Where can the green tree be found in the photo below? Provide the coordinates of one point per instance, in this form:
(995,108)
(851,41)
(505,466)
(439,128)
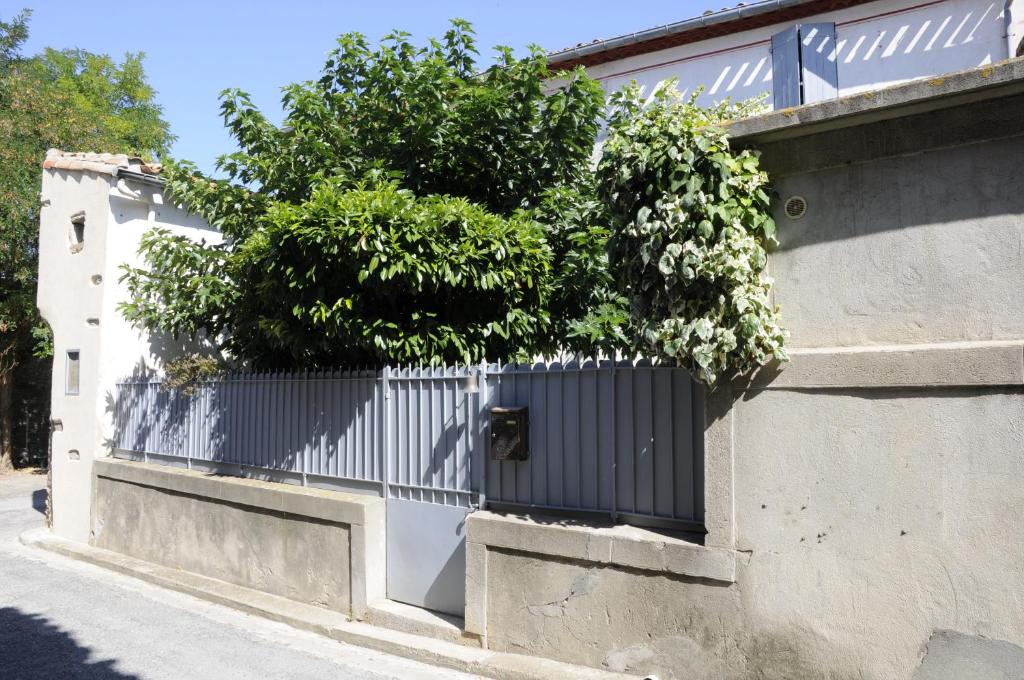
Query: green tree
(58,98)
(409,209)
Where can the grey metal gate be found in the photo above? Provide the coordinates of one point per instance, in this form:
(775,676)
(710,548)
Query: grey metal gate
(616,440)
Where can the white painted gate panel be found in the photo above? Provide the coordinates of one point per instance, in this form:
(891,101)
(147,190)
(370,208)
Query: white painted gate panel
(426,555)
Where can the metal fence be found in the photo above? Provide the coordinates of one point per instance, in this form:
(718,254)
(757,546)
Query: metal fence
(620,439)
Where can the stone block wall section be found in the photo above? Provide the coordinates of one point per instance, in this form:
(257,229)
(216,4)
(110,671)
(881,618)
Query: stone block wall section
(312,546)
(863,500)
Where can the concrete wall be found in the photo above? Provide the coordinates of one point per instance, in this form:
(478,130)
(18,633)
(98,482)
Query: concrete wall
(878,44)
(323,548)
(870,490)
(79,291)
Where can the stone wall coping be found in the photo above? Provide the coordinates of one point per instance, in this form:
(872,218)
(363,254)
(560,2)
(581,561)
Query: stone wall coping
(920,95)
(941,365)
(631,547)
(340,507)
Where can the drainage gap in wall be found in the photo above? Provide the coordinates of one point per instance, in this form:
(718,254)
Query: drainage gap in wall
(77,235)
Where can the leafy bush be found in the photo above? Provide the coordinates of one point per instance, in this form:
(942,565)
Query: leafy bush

------------------------------------

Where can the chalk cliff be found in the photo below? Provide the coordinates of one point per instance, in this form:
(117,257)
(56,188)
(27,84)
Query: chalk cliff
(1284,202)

------------------------------------

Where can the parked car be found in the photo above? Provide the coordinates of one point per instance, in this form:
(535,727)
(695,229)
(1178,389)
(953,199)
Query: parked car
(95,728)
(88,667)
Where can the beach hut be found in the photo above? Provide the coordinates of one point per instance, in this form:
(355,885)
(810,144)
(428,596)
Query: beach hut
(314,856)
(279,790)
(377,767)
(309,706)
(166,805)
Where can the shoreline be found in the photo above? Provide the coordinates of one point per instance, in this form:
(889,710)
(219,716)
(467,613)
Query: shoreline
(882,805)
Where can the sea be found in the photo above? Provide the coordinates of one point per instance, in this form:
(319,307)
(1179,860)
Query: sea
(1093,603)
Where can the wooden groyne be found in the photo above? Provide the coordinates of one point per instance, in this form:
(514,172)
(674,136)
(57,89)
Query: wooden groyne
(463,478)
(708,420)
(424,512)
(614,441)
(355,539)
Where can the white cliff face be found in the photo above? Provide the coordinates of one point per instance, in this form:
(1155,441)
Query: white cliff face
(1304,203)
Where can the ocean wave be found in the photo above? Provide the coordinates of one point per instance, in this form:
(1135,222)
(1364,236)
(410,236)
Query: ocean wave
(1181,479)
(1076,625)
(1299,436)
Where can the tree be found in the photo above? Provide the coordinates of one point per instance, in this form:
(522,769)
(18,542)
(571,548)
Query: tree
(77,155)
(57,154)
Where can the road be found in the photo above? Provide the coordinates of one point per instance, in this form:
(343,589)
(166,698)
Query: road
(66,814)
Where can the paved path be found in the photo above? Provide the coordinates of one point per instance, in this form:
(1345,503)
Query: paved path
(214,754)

------------------------------------

Assignment: Pictures excluded, transcribe the listing above exactly from the line with "Where can the green" through the line with "Query: leafy bush", and no further.

Output for this task:
Where can the green tree be found in the photo below? Provide the coordinates of one point per instance, in this form:
(995,108)
(851,41)
(505,466)
(439,128)
Query: green tree
(58,98)
(409,209)
Where can the grey metal gate be found in the photo above? Provide the coordinates of one point per instance, in this form:
(775,676)
(710,548)
Query: grey metal gate
(616,440)
Where can the white painted gate panel be found in the photo above? Provide the coordinates of one point per instance, in this form:
(891,101)
(147,190)
(370,208)
Query: white painted gate panel
(426,555)
Where can the metal fence be found in the photo above? Provide the coordinates of one point per instance, in this form:
(718,254)
(757,546)
Query: metal fence
(620,439)
Where can the stone block wall section be found in the photo above? Provide the coordinates of one point per instance, in this form:
(257,229)
(216,4)
(110,671)
(881,618)
Query: stone block wall section
(312,546)
(863,500)
Where can the concrete wall be found in the photo above? Provide the coordinates of one point per instance, in this form:
(478,130)
(18,633)
(98,482)
Query: concrete wall
(878,44)
(323,548)
(870,490)
(79,291)
Where can the stone wall coping be found in the photo above? Provide the coordinates of one point per instance, in this form:
(872,218)
(363,254)
(560,2)
(581,561)
Query: stone wall coping
(920,95)
(941,365)
(631,547)
(340,507)
Where can the drainage gap in wall be found in the photo above? Provide the coordinates of one point per instance, in this form:
(718,254)
Query: drainage gap in wall
(77,235)
Where can the leafy bush be found in the photo above? Provide the coordinates of one point per instance, in this form:
(942,565)
Query: leafy bush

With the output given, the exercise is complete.